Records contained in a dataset

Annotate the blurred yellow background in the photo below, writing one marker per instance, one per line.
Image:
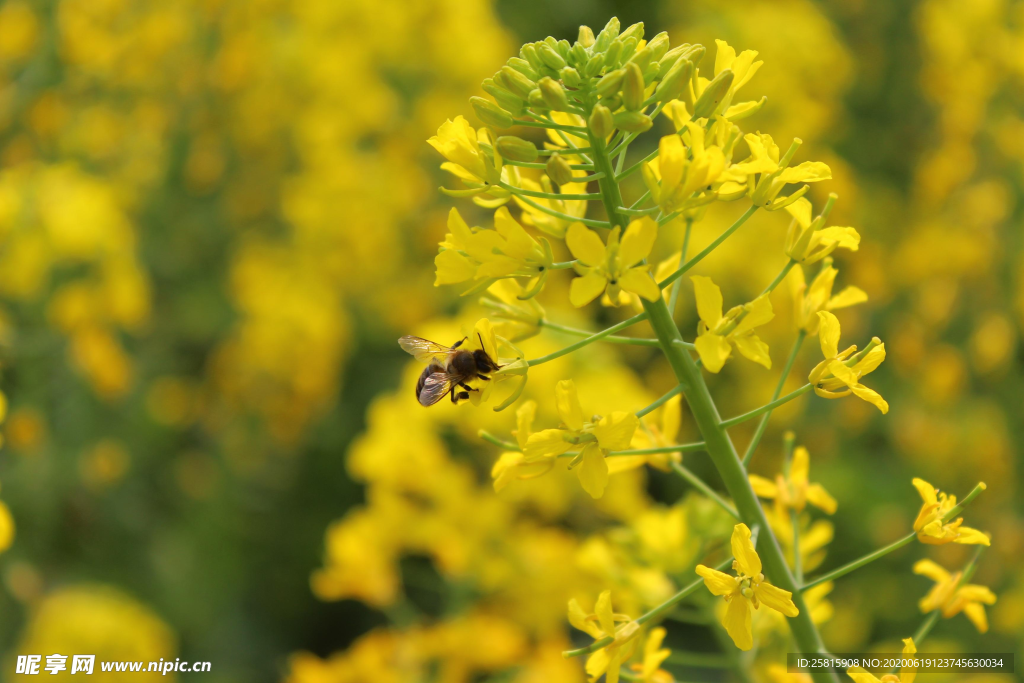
(216, 217)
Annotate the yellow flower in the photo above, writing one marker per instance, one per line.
(717, 334)
(833, 378)
(794, 492)
(808, 241)
(650, 436)
(679, 172)
(602, 624)
(513, 465)
(649, 670)
(612, 267)
(774, 173)
(809, 300)
(930, 525)
(747, 590)
(544, 221)
(507, 251)
(612, 432)
(471, 158)
(951, 598)
(906, 675)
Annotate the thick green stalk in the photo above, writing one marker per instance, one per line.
(717, 440)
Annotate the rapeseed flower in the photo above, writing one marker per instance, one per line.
(612, 432)
(602, 623)
(931, 525)
(749, 589)
(952, 597)
(834, 378)
(717, 334)
(612, 267)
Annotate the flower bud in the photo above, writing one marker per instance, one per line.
(586, 36)
(632, 122)
(713, 95)
(514, 82)
(516, 148)
(610, 83)
(608, 34)
(658, 45)
(550, 56)
(559, 170)
(491, 114)
(674, 82)
(570, 77)
(635, 31)
(633, 87)
(505, 99)
(600, 121)
(553, 94)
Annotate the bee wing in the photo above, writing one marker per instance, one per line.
(424, 349)
(435, 387)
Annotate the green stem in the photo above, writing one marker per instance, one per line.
(705, 413)
(856, 564)
(767, 408)
(589, 340)
(763, 425)
(660, 401)
(702, 486)
(709, 249)
(613, 339)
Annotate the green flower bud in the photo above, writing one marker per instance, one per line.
(505, 99)
(658, 45)
(528, 52)
(713, 95)
(515, 82)
(608, 34)
(674, 82)
(600, 122)
(537, 99)
(610, 83)
(586, 36)
(642, 57)
(550, 56)
(523, 68)
(516, 148)
(633, 122)
(633, 87)
(570, 77)
(554, 94)
(579, 55)
(558, 170)
(491, 114)
(594, 65)
(635, 31)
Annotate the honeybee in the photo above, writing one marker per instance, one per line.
(449, 368)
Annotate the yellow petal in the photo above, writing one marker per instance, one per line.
(737, 623)
(639, 282)
(585, 245)
(567, 404)
(586, 289)
(593, 471)
(714, 351)
(754, 349)
(614, 431)
(709, 298)
(776, 598)
(717, 582)
(748, 561)
(828, 333)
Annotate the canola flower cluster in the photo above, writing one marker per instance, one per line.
(595, 97)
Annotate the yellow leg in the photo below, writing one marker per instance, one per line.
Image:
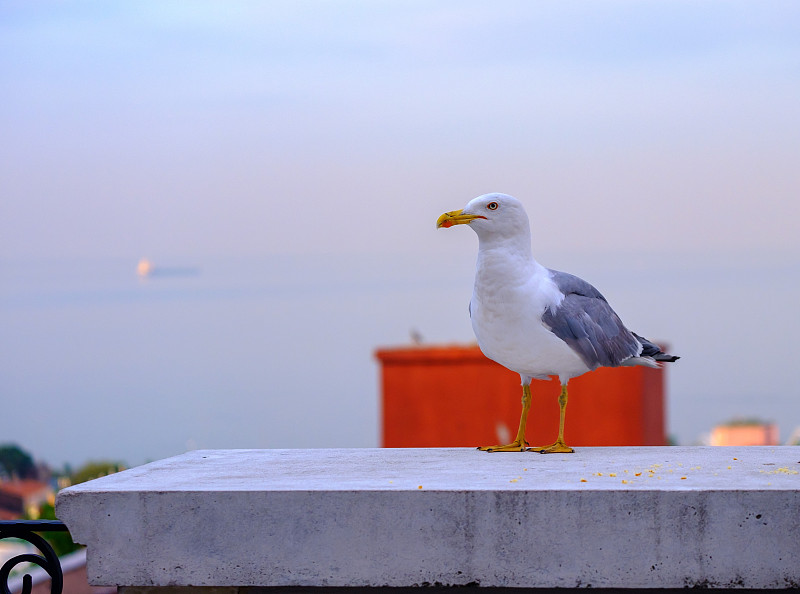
(559, 447)
(519, 444)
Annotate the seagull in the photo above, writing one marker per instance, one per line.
(536, 321)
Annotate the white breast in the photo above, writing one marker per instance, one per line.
(506, 312)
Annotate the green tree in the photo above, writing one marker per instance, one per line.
(93, 470)
(16, 462)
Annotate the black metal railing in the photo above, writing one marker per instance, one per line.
(48, 560)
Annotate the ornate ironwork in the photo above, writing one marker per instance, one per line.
(48, 560)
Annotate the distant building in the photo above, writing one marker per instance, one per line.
(23, 495)
(745, 432)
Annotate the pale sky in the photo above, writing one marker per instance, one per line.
(655, 145)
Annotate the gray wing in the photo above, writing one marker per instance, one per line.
(586, 322)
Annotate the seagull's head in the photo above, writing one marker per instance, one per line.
(490, 215)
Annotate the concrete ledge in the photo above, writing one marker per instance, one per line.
(602, 518)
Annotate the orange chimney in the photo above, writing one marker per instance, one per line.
(454, 396)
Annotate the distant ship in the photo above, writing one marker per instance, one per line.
(145, 268)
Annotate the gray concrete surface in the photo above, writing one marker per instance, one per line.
(602, 517)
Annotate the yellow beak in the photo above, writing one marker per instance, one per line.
(456, 217)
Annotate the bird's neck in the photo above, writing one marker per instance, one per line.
(506, 259)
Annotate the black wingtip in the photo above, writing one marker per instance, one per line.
(650, 349)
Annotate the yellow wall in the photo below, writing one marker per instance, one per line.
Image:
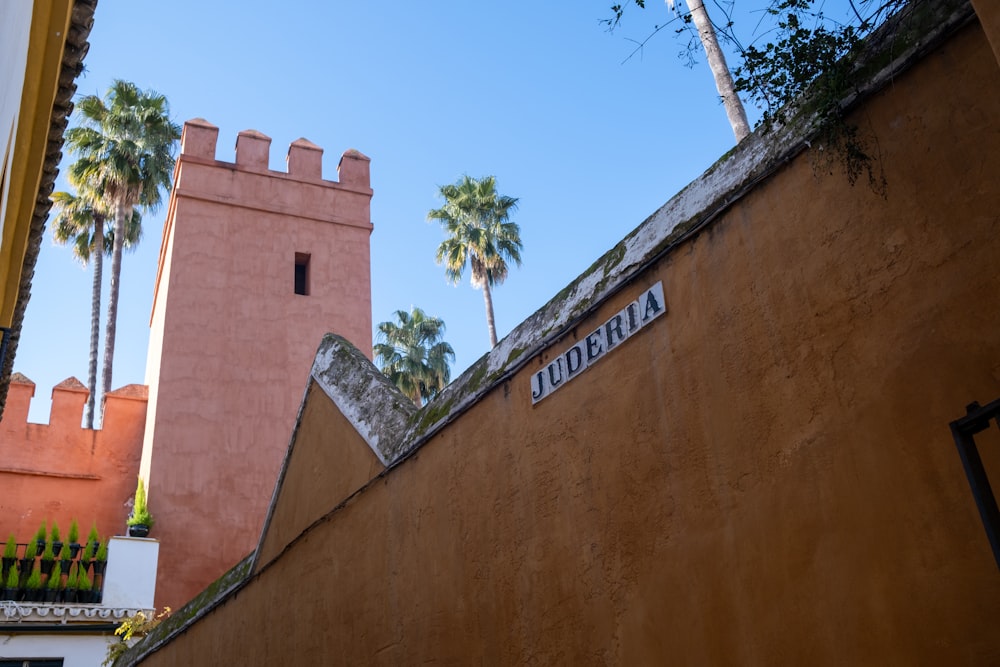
(764, 475)
(25, 113)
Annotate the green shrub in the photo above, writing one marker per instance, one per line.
(83, 581)
(140, 511)
(92, 536)
(34, 580)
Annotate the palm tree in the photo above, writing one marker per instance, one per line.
(81, 221)
(411, 353)
(125, 143)
(720, 69)
(479, 232)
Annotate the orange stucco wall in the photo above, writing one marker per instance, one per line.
(762, 476)
(60, 471)
(231, 343)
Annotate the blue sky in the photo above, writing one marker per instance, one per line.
(534, 93)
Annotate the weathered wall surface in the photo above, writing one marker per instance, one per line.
(60, 471)
(232, 343)
(764, 475)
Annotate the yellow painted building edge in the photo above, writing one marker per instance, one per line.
(50, 20)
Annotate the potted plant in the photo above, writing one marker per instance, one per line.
(10, 584)
(93, 538)
(33, 586)
(56, 540)
(74, 538)
(88, 553)
(140, 521)
(69, 593)
(30, 551)
(53, 586)
(101, 559)
(48, 558)
(9, 556)
(64, 559)
(40, 536)
(85, 592)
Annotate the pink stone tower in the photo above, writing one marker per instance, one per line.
(255, 267)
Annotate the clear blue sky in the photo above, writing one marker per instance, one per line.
(534, 93)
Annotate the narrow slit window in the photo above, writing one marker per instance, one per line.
(301, 273)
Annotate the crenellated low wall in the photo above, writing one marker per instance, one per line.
(60, 471)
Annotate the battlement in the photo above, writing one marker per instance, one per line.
(68, 400)
(61, 470)
(304, 159)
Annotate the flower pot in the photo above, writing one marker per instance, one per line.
(138, 530)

• _Problem_
Only lines with the word "below" are wanted; pull each of them from the records.

• _Solution for this exercise_
Annotate the blurred yellow background in the photo below, writing one marker per instance, one per line.
Annotate the yellow leg in the photo below, writing one marker per instance, one per line.
Annotate the yellow wall in the photo below, writing one marker per instance, one per line.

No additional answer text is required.